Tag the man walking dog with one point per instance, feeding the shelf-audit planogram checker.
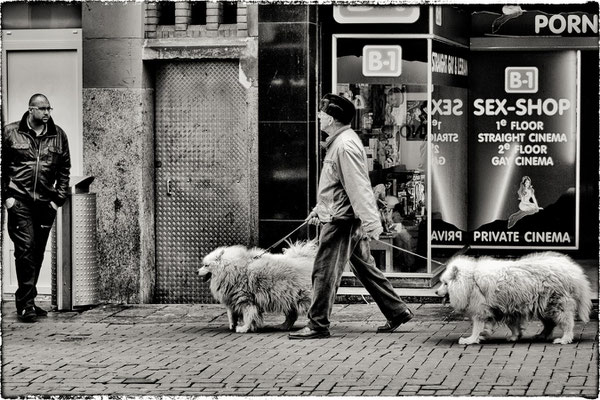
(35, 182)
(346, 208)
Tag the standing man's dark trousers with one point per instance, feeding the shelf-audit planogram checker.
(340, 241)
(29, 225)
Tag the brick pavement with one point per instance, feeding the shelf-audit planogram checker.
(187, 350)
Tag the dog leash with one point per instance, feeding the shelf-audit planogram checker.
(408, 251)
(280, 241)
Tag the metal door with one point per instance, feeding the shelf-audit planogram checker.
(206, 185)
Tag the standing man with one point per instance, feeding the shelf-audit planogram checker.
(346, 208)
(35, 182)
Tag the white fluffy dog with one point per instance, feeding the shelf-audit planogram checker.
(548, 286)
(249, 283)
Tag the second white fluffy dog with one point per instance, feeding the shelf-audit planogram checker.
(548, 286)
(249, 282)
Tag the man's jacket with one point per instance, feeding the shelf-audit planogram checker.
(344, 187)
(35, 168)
--------------------
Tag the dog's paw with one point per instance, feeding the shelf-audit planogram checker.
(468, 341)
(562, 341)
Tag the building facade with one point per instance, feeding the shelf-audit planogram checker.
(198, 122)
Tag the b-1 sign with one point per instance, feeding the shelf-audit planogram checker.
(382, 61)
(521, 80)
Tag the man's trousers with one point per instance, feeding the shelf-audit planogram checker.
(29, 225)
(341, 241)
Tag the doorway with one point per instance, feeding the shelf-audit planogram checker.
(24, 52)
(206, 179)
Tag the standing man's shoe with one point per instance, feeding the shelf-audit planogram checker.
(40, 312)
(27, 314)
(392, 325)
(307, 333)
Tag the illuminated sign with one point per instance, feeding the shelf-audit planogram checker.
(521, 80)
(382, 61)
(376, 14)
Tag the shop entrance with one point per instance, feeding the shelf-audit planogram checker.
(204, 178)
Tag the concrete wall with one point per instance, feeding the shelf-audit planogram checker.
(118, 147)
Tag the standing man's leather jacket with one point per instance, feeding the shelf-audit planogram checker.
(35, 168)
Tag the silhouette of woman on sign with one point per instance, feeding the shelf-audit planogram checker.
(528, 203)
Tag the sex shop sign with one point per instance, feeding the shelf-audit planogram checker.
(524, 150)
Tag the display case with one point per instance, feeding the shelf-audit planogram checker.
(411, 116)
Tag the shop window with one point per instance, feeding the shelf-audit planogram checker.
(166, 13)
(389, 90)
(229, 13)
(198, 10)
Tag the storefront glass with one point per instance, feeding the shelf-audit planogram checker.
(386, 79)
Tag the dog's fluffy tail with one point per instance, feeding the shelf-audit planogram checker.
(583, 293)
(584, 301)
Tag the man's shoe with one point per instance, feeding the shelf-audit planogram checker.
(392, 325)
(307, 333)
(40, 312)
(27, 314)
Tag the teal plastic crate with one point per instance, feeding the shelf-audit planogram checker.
--------------------
Task statement — Rewrite the lines from the one containing "Tag the shop window" through the one containing "Tag the teal", both included, as a numbered list, omitting any blank lines.

Exercise result —
1. Tag the shop window with one point per instance, feeding the shelf-audit planogram checker.
2. (166, 13)
3. (389, 90)
4. (229, 13)
5. (198, 10)
6. Tag the storefront glass with one point per instance, feeding the shelf-audit planogram checker.
7. (386, 79)
8. Tag the dog's fluffy tail with one point per instance, feeding the shelf-audit planogram checker.
9. (583, 293)
10. (584, 301)
11. Tag the man's shoe with one point per instance, feeding the shelf-audit planogram checker.
12. (392, 325)
13. (307, 333)
14. (40, 312)
15. (27, 314)
16. Tag the teal plastic crate with one point per instance, feeding the shelf-audit planogram checker.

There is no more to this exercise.